- **Given task**: Reproduce the part of the article on Operation Shield and Arrow starting with "Shield and Arrow: Netanyahu's" and going on through "they carried out.".

- **Selection**:

Shield and Arrow: Netanyahu's weapons against low approval, Ben-Gvir

INSIDE POLITICS: Netanyahu is using the operation in Gaza to differentiate himself from his Itamar Ben-Gvir and to repair his shattered public image.

 PRIME MINISTER Benjamin Netanyahu holds security consultations on Wednesday amid Operation Shield and Arrow. (photo credit: HAIM ZACH/GPO)
PRIME MINISTER Benjamin Netanyahu holds security consultations on Wednesday amid Operation Shield and Arrow.
(photo credit: HAIM ZACH/GPO)

The name of this week’s military operation – Shield and Arrow – was thoughtfully coined by the IDF to frame the attack on the Islamic Jihad leadership in Gaza as both an offensive strike against terrorists and as a defensive rampart against the terrorist attacks they carried out.

But the operation’s name also symbolizes the political aspects of the latest Gaza flare-up and its implications for Prime Minister Benjamin Netanyahu. It provided him with a shield to halt his declining approval ratings and to recover from the fallout of his government’s awful debut, while handing him an arrow to shoot his main coalition nemesis, National Security Minister Itamar Ben-Gvir, who has been criticizing Netanyahu’s supposedly weak defensive posture for weeks.

The targeted assassination of three Islamic Jihad commanders put an end to Otzma Yehudit’s childish boycott of the government, of which it is a full member, and made a mockery of Ben-Gvir’s ongoing critique of the government’s seemingly frail response to the latest barrage of rockets from the Gaza Strip. 

Notwithstanding Ben-Gvir’s lofty government title, Netanyahu and Defense Minister Yoav Gallant excluded the national security minister from the top-secret security consultations in which Israel’s response was determined, and he was kept out of the decision-making process preceding the operation. 

Left in the dark, Ben-Gvir and his party waged a public campaign decrying the government’s feeble response, and proceeded to boycott their own cabinet and Knesset coalition. Netanyahu was seemingly unmoved, brushing off Ben-Gvir’s empty threats with an impolite offer to leave if he’s so unhappy, while planning the aggressive IDF operation, which would shortly disarm his far-right critic completely.

Yoav Gallant. (Marc Israel Sellem/The Jerusalem Post) (credit: MARC ISRAEL SELLEM/THE JERUSALEM POST)
Yoav Gallant. (Marc Israel Sellem/The Jerusalem Post) (credit: MARC ISRAEL SELLEM/THE JERUSALEM POST)

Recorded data

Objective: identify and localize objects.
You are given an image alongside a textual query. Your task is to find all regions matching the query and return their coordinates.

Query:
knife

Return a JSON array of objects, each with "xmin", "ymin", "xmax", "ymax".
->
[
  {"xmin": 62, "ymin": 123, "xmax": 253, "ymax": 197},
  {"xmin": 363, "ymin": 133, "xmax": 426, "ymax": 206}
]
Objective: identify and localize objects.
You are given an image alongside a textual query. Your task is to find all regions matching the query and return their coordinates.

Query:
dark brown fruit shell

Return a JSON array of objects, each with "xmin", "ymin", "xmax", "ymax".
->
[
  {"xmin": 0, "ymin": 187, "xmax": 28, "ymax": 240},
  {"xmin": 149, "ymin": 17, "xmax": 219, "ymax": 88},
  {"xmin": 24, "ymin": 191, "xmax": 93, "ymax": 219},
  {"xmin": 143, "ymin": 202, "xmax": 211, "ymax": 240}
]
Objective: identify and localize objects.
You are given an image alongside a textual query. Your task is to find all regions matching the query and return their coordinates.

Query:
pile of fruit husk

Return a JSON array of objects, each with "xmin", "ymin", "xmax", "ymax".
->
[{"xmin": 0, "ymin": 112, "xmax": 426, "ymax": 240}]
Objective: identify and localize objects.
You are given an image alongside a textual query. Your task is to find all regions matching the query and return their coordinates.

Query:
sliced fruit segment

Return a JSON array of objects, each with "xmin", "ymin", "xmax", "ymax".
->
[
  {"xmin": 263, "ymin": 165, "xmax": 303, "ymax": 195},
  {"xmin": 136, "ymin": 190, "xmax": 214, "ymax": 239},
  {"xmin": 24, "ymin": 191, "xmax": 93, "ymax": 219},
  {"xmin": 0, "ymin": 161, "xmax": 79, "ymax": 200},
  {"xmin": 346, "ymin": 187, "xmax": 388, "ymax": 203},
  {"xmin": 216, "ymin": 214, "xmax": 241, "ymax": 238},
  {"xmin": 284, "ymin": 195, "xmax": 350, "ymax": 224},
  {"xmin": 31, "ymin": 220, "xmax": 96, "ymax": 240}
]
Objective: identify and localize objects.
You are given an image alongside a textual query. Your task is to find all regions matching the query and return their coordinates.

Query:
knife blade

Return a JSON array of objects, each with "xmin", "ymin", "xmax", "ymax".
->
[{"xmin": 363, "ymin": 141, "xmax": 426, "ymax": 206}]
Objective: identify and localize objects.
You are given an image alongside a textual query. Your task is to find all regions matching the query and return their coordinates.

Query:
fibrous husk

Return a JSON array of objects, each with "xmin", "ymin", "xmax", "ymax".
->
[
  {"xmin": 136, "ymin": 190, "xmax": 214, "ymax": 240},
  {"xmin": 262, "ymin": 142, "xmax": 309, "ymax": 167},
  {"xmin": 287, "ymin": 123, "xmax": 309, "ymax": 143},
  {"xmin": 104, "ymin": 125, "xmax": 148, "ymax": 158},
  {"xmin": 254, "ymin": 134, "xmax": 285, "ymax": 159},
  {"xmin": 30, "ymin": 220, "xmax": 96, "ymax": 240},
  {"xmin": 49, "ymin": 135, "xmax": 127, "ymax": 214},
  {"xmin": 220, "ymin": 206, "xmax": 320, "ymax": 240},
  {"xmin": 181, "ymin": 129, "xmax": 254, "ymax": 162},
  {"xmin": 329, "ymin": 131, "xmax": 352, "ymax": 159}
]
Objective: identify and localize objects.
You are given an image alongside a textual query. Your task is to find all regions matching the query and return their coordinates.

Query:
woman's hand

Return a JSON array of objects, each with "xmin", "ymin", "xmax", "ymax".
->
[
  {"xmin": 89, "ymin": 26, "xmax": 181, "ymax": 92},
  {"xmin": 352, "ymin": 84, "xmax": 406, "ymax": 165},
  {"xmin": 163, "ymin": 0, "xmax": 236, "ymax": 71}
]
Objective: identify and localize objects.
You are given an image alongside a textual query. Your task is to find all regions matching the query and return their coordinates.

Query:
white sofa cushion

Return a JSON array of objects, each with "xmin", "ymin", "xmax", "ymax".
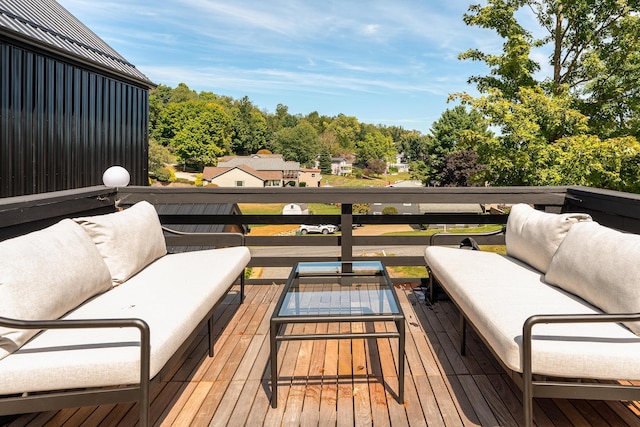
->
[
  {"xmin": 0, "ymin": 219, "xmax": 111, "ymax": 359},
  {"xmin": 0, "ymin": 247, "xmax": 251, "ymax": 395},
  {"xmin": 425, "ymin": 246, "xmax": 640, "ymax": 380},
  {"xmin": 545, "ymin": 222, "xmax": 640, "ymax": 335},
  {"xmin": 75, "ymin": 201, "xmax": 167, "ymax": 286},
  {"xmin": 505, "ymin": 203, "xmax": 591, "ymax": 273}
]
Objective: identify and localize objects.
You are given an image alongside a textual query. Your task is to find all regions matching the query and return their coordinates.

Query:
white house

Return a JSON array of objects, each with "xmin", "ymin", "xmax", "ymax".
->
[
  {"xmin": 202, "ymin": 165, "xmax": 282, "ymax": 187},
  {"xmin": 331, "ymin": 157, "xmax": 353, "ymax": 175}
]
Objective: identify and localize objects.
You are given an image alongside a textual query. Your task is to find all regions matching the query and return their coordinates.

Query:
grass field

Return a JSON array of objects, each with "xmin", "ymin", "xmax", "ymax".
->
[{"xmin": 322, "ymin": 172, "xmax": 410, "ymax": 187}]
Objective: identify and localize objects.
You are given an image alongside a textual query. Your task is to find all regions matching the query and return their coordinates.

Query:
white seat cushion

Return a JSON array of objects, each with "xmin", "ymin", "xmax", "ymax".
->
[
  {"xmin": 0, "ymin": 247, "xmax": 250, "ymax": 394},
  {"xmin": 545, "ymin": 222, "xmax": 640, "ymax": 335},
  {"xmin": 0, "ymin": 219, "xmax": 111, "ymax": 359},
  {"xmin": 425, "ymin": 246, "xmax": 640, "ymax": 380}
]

- **Solved exercise**:
Shield and Arrow: Netanyahu's weapons against low approval, Ben-Gvir

INSIDE POLITICS: Netanyahu is using the operation in Gaza to differentiate himself from his Itamar Ben-Gvir and to repair his shattered public image.

 PRIME MINISTER Benjamin Netanyahu holds security consultations on Wednesday amid Operation Shield and Arrow. (photo credit: HAIM ZACH/GPO)
PRIME MINISTER Benjamin Netanyahu holds security consultations on Wednesday amid Operation Shield and Arrow.
(photo credit: HAIM ZACH/GPO)

The name of this week’s military operation – Shield and Arrow – was thoughtfully coined by the IDF to frame the attack on the Islamic Jihad leadership in Gaza as both an offensive strike against terrorists and as a defensive rampart against the terrorist attacks they carried out.